The task.
Pick out and copy each line in the items below that contains the word "window", treating uppercase and lowercase letters as different.
--- Records supplied ---
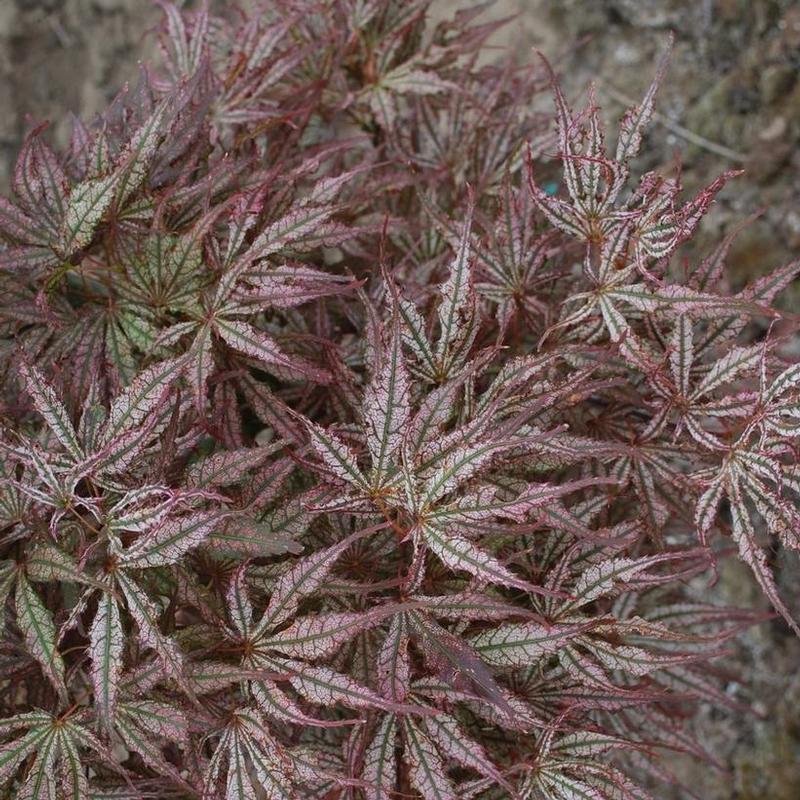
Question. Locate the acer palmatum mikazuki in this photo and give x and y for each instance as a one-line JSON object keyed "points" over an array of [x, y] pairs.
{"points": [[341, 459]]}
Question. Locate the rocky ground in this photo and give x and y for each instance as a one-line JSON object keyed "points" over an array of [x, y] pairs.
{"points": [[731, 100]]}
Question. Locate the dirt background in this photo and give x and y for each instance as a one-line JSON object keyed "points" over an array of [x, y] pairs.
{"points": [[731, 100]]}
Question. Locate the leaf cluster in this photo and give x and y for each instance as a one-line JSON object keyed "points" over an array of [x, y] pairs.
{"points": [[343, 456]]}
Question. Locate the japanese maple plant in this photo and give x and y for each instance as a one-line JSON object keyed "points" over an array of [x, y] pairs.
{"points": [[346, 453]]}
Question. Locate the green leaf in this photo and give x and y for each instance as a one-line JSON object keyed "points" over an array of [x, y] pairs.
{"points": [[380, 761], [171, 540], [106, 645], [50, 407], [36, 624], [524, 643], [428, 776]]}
---
--- Records supplied ---
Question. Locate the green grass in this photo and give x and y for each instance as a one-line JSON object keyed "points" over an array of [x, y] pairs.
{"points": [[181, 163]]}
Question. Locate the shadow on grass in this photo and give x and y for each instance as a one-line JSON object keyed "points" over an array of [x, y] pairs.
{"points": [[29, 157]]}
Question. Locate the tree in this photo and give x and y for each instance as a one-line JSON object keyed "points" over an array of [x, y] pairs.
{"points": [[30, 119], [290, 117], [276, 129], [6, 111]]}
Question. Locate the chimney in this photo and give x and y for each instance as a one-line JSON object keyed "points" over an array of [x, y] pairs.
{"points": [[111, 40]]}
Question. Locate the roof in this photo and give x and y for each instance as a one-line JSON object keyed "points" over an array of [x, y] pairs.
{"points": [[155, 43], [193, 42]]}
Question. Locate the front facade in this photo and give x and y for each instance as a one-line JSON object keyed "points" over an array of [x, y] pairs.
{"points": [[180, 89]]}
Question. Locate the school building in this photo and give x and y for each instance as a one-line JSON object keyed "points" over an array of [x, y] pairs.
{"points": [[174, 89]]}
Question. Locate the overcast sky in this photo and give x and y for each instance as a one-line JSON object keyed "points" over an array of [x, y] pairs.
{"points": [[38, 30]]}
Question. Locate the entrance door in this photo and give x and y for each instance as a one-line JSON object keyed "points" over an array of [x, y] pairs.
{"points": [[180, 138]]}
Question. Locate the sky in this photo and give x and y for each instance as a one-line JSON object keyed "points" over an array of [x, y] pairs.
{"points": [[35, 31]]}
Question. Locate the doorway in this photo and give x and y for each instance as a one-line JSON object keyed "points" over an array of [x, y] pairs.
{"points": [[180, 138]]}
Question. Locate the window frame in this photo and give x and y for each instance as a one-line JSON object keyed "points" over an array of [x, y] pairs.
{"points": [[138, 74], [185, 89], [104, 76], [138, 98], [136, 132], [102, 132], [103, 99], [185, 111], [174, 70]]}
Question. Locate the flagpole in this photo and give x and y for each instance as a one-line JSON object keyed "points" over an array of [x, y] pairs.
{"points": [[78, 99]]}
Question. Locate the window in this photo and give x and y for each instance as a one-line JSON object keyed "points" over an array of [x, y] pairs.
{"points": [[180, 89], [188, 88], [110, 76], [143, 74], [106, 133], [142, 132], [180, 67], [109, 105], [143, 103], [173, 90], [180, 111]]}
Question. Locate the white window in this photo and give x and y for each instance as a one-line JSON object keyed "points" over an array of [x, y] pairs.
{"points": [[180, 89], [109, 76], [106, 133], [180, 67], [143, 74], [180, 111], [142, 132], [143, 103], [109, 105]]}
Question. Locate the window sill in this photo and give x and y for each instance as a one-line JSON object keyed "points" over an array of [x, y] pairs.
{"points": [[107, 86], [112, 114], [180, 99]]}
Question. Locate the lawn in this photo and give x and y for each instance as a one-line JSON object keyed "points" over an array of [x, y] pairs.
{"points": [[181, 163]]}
---
Solved exercise.
Question. Locate the window frame in this photo and give x and y for each instance as a one-line JSON object keyed "points" over an array of [x, y] pairs.
Question. Locate the window in this photo and give x and y for each instance as a one-line JSON object keyed "points" over an array of [x, y] pairs.
Question. Locate the white window in this photo and give x and y for each instance as a one-line JSON object keyed "points" over an array of [x, y] pairs.
Question. Locate the window sill in this photo and give x and y for each instance as a one-line JSON object keyed "points" over an array of [x, y] pairs.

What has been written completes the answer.